Filter the entries, keeping every line with the word "awning".

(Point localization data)
╭──

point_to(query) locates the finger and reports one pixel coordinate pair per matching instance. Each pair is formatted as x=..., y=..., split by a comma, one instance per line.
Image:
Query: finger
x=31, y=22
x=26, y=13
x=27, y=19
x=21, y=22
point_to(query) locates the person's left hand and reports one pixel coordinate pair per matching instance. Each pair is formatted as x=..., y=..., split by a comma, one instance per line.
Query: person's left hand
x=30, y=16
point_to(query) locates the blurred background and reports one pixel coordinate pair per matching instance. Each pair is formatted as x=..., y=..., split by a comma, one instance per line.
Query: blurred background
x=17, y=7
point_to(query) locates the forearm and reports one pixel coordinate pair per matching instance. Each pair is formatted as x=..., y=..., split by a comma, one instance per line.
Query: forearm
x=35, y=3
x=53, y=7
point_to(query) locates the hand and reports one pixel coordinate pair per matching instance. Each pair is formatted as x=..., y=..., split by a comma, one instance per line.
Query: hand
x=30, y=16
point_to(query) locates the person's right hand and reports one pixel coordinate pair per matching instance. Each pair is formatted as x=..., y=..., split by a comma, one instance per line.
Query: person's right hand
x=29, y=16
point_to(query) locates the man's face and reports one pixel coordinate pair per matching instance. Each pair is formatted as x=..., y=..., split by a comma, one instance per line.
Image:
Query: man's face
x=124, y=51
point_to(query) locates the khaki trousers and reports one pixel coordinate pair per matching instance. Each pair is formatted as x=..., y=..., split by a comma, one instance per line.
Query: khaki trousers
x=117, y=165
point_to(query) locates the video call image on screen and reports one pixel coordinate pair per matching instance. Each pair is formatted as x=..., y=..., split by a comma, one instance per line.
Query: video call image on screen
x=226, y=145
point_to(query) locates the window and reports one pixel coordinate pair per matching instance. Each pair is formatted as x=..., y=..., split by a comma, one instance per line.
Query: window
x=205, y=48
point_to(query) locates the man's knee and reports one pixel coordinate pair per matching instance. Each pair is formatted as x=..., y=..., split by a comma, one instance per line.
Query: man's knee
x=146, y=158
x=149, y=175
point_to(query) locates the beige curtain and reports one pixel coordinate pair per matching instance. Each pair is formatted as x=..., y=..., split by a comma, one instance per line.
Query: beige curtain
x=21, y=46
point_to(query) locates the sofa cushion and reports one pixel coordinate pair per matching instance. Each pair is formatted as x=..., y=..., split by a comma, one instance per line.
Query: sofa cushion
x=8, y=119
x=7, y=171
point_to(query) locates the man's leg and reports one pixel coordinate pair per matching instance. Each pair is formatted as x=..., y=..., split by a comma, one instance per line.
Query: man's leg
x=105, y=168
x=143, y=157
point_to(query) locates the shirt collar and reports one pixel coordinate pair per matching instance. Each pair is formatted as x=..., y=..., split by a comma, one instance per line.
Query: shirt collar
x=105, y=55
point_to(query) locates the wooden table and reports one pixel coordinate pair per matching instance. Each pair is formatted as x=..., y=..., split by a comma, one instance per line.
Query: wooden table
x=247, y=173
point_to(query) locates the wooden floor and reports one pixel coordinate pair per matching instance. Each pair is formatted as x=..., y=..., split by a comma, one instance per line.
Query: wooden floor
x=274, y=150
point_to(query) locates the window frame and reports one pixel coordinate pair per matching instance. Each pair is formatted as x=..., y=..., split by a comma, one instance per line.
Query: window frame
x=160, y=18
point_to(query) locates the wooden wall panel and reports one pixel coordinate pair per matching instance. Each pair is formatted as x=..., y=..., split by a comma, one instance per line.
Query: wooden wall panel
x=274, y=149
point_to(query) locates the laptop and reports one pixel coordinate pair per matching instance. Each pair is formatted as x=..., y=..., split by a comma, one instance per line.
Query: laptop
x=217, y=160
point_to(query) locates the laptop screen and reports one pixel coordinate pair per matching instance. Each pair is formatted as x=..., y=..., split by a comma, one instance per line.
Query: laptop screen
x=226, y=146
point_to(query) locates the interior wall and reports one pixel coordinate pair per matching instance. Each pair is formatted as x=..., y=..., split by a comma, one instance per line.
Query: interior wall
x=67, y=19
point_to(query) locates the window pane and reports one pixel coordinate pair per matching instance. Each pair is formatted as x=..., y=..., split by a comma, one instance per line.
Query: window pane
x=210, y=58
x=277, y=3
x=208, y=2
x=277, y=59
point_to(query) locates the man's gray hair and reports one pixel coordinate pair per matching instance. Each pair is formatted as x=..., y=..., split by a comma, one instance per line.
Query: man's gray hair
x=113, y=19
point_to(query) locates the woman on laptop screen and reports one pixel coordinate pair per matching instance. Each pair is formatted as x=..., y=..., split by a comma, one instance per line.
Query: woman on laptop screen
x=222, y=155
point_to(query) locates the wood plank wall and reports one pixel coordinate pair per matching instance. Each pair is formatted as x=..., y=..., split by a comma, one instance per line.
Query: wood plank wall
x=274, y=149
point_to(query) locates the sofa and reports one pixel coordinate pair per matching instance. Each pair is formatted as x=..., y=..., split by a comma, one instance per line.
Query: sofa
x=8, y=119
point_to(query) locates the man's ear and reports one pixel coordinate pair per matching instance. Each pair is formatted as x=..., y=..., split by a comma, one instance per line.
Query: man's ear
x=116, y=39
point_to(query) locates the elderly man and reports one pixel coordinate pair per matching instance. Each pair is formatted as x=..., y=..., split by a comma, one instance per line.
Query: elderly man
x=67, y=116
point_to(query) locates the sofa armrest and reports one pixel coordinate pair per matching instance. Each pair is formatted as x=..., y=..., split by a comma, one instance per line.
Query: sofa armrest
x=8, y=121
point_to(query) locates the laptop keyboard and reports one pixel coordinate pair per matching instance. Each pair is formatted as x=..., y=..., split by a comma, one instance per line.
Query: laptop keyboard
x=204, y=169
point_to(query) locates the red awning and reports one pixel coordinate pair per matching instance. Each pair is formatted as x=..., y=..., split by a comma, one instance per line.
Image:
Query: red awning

╰──

* Task output:
point_to(query) locates the red awning and reports one pixel coordinate pair per matching instance. Each pair is formatted as x=..., y=..., split by a comma, one instance per line.
Query: red awning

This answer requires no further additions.